**REQUIRED ACTION**:
Tally up the lines below with "hotel" in them. Answer with the number only.

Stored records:
◇ ◇ ◇ ◇

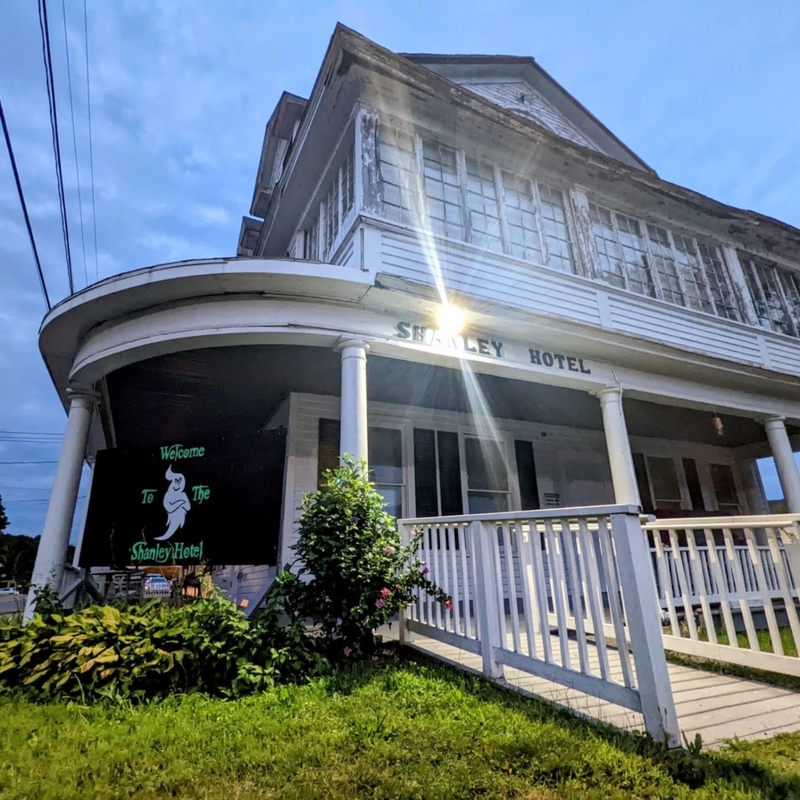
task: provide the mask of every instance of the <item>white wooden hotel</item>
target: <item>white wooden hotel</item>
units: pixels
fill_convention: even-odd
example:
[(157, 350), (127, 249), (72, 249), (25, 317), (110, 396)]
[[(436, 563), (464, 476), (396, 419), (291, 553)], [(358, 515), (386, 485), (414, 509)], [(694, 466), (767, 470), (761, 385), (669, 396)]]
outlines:
[[(392, 514), (440, 527), (641, 508), (674, 537), (768, 514), (770, 455), (798, 514), (798, 270), (800, 231), (661, 179), (533, 58), (397, 54), (337, 27), (310, 96), (269, 119), (236, 257), (118, 275), (45, 318), (68, 422), (38, 579), (63, 564), (84, 457), (210, 432), (286, 431), (279, 521), (242, 534), (275, 537), (275, 563), (217, 571), (249, 604), (344, 452)], [(662, 592), (676, 637), (688, 605), (722, 620), (720, 581), (695, 602), (692, 569), (667, 576), (686, 602)], [(468, 606), (451, 636), (469, 638)], [(631, 697), (610, 699), (642, 710)]]

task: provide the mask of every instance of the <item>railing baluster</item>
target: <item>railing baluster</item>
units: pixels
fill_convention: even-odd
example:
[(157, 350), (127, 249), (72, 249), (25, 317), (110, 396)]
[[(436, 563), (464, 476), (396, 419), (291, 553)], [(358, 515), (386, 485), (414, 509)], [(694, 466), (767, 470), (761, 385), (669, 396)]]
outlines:
[(689, 564), (691, 565), (692, 574), (694, 576), (695, 595), (699, 596), (700, 608), (703, 611), (703, 619), (706, 623), (706, 632), (708, 640), (712, 644), (717, 643), (717, 629), (714, 625), (714, 617), (711, 615), (711, 606), (708, 602), (708, 592), (705, 588), (705, 581), (703, 579), (703, 570), (700, 565), (700, 558), (697, 554), (697, 542), (694, 538), (694, 531), (686, 531), (686, 544), (689, 549)]
[[(511, 533), (508, 523), (504, 522), (503, 530), (503, 549), (505, 550), (506, 573), (508, 575), (508, 611), (511, 617), (511, 641), (513, 650), (516, 653), (522, 652), (519, 641), (519, 609), (517, 608), (517, 576), (514, 572), (514, 549), (511, 546)], [(505, 642), (503, 642), (505, 646)]]
[(461, 548), (461, 536), (457, 525), (450, 527), (450, 575), (452, 585), (449, 594), (453, 598), (453, 632), (461, 633), (461, 611), (459, 609), (459, 595), (461, 592), (458, 580), (458, 556), (456, 555), (456, 543)]
[(572, 659), (569, 655), (569, 634), (567, 632), (566, 577), (564, 576), (564, 562), (561, 550), (558, 547), (558, 536), (553, 530), (553, 523), (548, 519), (544, 523), (547, 539), (547, 558), (550, 565), (550, 577), (553, 584), (553, 604), (556, 612), (556, 625), (558, 626), (558, 644), (561, 650), (561, 666), (569, 669)]
[(700, 637), (697, 635), (697, 625), (695, 624), (694, 621), (694, 610), (692, 609), (691, 590), (689, 588), (689, 580), (688, 576), (686, 575), (686, 570), (684, 568), (683, 558), (680, 555), (680, 548), (678, 546), (678, 536), (673, 528), (670, 528), (668, 533), (669, 533), (669, 541), (670, 544), (672, 545), (672, 552), (679, 553), (679, 556), (675, 561), (675, 567), (678, 572), (678, 583), (680, 584), (681, 587), (681, 599), (683, 600), (683, 617), (686, 620), (686, 626), (689, 630), (689, 638), (698, 641)]
[[(445, 594), (450, 594), (450, 575), (448, 570), (448, 558), (447, 554), (450, 552), (450, 548), (454, 547), (454, 543), (451, 541), (451, 527), (450, 525), (444, 525), (440, 530), (440, 539), (439, 539), (439, 555), (441, 557), (441, 583), (439, 584), (442, 587), (442, 590)], [(442, 609), (442, 617), (443, 617), (443, 624), (444, 629), (446, 631), (452, 631), (455, 633), (455, 628), (453, 628), (453, 612), (448, 608)]]
[[(703, 534), (706, 540), (706, 547), (708, 549), (708, 560), (711, 565), (711, 572), (714, 575), (714, 582), (717, 584), (717, 594), (719, 595), (719, 604), (722, 610), (722, 619), (725, 622), (725, 633), (728, 636), (728, 643), (731, 647), (739, 646), (739, 638), (736, 635), (736, 625), (733, 622), (733, 614), (731, 614), (731, 603), (728, 599), (728, 588), (725, 576), (722, 574), (722, 569), (719, 563), (719, 556), (717, 554), (717, 545), (714, 542), (714, 532), (709, 528), (703, 529)], [(716, 636), (714, 641), (717, 641)]]
[(792, 597), (789, 571), (786, 569), (786, 565), (783, 562), (783, 553), (779, 546), (779, 537), (781, 537), (781, 534), (775, 528), (765, 528), (764, 530), (767, 534), (767, 543), (770, 554), (772, 555), (772, 563), (775, 566), (778, 590), (783, 598), (786, 616), (789, 619), (789, 628), (792, 631), (792, 638), (794, 639), (795, 653), (800, 653), (800, 620), (797, 618), (797, 608), (795, 607), (794, 598)]
[[(739, 610), (741, 611), (742, 620), (744, 621), (744, 628), (747, 631), (747, 643), (751, 650), (759, 651), (761, 650), (761, 645), (758, 642), (756, 626), (753, 622), (753, 614), (750, 611), (750, 601), (747, 597), (750, 590), (745, 582), (739, 551), (733, 543), (733, 531), (730, 529), (723, 529), (723, 536), (725, 538), (725, 550), (728, 553), (728, 561), (733, 569), (733, 578), (738, 587), (737, 596), (739, 600)], [(746, 553), (747, 548), (744, 548), (744, 550)]]
[(572, 530), (569, 523), (561, 523), (562, 541), (567, 553), (567, 566), (570, 571), (570, 594), (572, 596), (572, 617), (575, 620), (575, 635), (578, 640), (578, 661), (581, 672), (592, 674), (589, 663), (589, 649), (586, 643), (586, 627), (583, 621), (583, 600), (581, 596), (582, 576), (578, 570), (575, 558), (575, 542), (577, 533)]
[[(553, 660), (553, 640), (550, 636), (549, 608), (547, 606), (547, 581), (544, 576), (543, 536), (539, 525), (531, 521), (531, 557), (533, 558), (534, 588), (536, 589), (536, 605), (539, 610), (539, 633), (542, 641), (542, 658)], [(546, 546), (546, 542), (545, 542)]]
[(750, 553), (750, 558), (755, 567), (758, 592), (761, 595), (761, 602), (764, 604), (764, 614), (767, 617), (767, 627), (769, 628), (769, 636), (772, 640), (772, 652), (782, 656), (783, 642), (781, 641), (781, 632), (778, 628), (778, 620), (775, 617), (775, 607), (772, 605), (772, 598), (769, 596), (769, 590), (767, 589), (767, 576), (764, 573), (764, 565), (761, 563), (761, 554), (758, 552), (758, 546), (756, 545), (756, 535), (753, 533), (752, 528), (745, 528), (744, 536), (747, 541), (747, 549)]
[(603, 615), (603, 598), (600, 593), (600, 575), (597, 571), (597, 553), (594, 539), (585, 519), (578, 520), (578, 536), (580, 548), (579, 558), (583, 564), (584, 593), (588, 600), (587, 614), (590, 614), (597, 657), (600, 662), (600, 676), (610, 679), (611, 665), (608, 661), (608, 645), (606, 643), (605, 617)]
[[(478, 638), (478, 626), (475, 623), (475, 617), (473, 616), (473, 612), (471, 611), (472, 604), (472, 597), (474, 592), (474, 584), (470, 584), (469, 579), (469, 568), (467, 566), (467, 551), (469, 548), (469, 528), (464, 526), (459, 529), (459, 543), (461, 544), (460, 553), (461, 553), (461, 584), (464, 587), (464, 608), (463, 608), (463, 617), (464, 617), (464, 636), (468, 636), (471, 639)], [(470, 558), (470, 561), (474, 559)]]
[[(528, 638), (528, 655), (536, 657), (535, 642), (535, 615), (538, 611), (536, 590), (533, 579), (533, 556), (531, 548), (534, 538), (538, 542), (539, 536), (531, 522), (517, 523), (517, 549), (519, 551), (520, 588), (522, 590), (522, 609), (525, 614), (525, 634)], [(548, 633), (549, 636), (549, 633)]]
[(608, 595), (608, 610), (611, 615), (611, 624), (614, 627), (614, 636), (617, 640), (617, 652), (622, 667), (622, 680), (625, 686), (633, 687), (633, 672), (631, 658), (628, 651), (628, 641), (625, 635), (625, 615), (622, 610), (622, 592), (617, 580), (617, 565), (614, 558), (614, 546), (611, 541), (611, 530), (608, 520), (600, 518), (597, 521), (598, 542), (602, 554), (601, 563), (606, 571), (606, 593)]
[(661, 531), (654, 530), (653, 544), (656, 548), (656, 564), (658, 575), (664, 592), (664, 599), (667, 603), (667, 613), (669, 614), (669, 624), (673, 636), (681, 635), (681, 627), (678, 624), (678, 614), (675, 611), (675, 593), (672, 587), (672, 570), (670, 569), (667, 554), (664, 552), (664, 543), (661, 541)]

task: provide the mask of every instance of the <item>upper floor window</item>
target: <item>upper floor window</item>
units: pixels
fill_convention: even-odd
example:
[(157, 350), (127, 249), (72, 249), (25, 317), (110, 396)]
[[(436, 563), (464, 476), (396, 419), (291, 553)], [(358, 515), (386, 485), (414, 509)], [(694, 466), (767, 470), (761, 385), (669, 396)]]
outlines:
[(800, 276), (792, 270), (739, 253), (758, 323), (800, 336)]
[(341, 166), (333, 173), (322, 202), (315, 205), (310, 224), (303, 232), (303, 258), (318, 260), (320, 254), (323, 258), (331, 256), (339, 233), (354, 208), (355, 163), (351, 146)]
[(612, 286), (740, 319), (716, 245), (610, 208), (589, 204), (599, 277)]
[(562, 272), (575, 272), (564, 192), (381, 125), (384, 214)]

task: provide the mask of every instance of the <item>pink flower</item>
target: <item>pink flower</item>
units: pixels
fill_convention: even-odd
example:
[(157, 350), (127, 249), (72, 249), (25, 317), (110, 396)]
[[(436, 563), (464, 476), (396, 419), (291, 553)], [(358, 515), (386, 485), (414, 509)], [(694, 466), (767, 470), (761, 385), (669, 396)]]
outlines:
[(447, 600), (447, 601), (445, 602), (445, 604), (444, 604), (444, 607), (445, 607), (445, 608), (446, 608), (448, 611), (450, 611), (450, 610), (453, 608), (453, 601), (452, 601), (452, 600)]
[(387, 544), (386, 547), (383, 548), (383, 554), (385, 556), (393, 556), (394, 555), (394, 547), (390, 544)]
[(394, 588), (397, 589), (398, 592), (402, 592), (403, 591), (403, 587), (399, 583), (396, 583), (394, 585)]
[(350, 647), (345, 647), (345, 649), (344, 649), (344, 650), (342, 650), (342, 652), (344, 653), (344, 657), (345, 657), (345, 658), (348, 658), (348, 657), (350, 656), (350, 653), (352, 653), (352, 652), (353, 652), (353, 650), (352, 650), (352, 648), (350, 648)]
[(381, 597), (388, 597), (390, 594), (391, 592), (385, 586), (381, 589)]
[(337, 628), (341, 627), (341, 624), (342, 624), (342, 618), (341, 617), (336, 617), (336, 627)]
[(422, 574), (423, 575), (427, 575), (429, 572), (430, 572), (430, 570), (427, 567), (423, 567), (422, 568)]
[(380, 597), (375, 601), (375, 608), (383, 608), (385, 605), (386, 601)]

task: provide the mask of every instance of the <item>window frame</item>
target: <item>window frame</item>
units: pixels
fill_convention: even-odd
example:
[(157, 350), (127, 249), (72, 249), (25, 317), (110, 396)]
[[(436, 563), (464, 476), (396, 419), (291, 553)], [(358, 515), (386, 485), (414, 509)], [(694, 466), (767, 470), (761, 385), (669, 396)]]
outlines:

◇ ◇ ◇ ◇

**RESPONSE TO THIS EXERCISE**:
2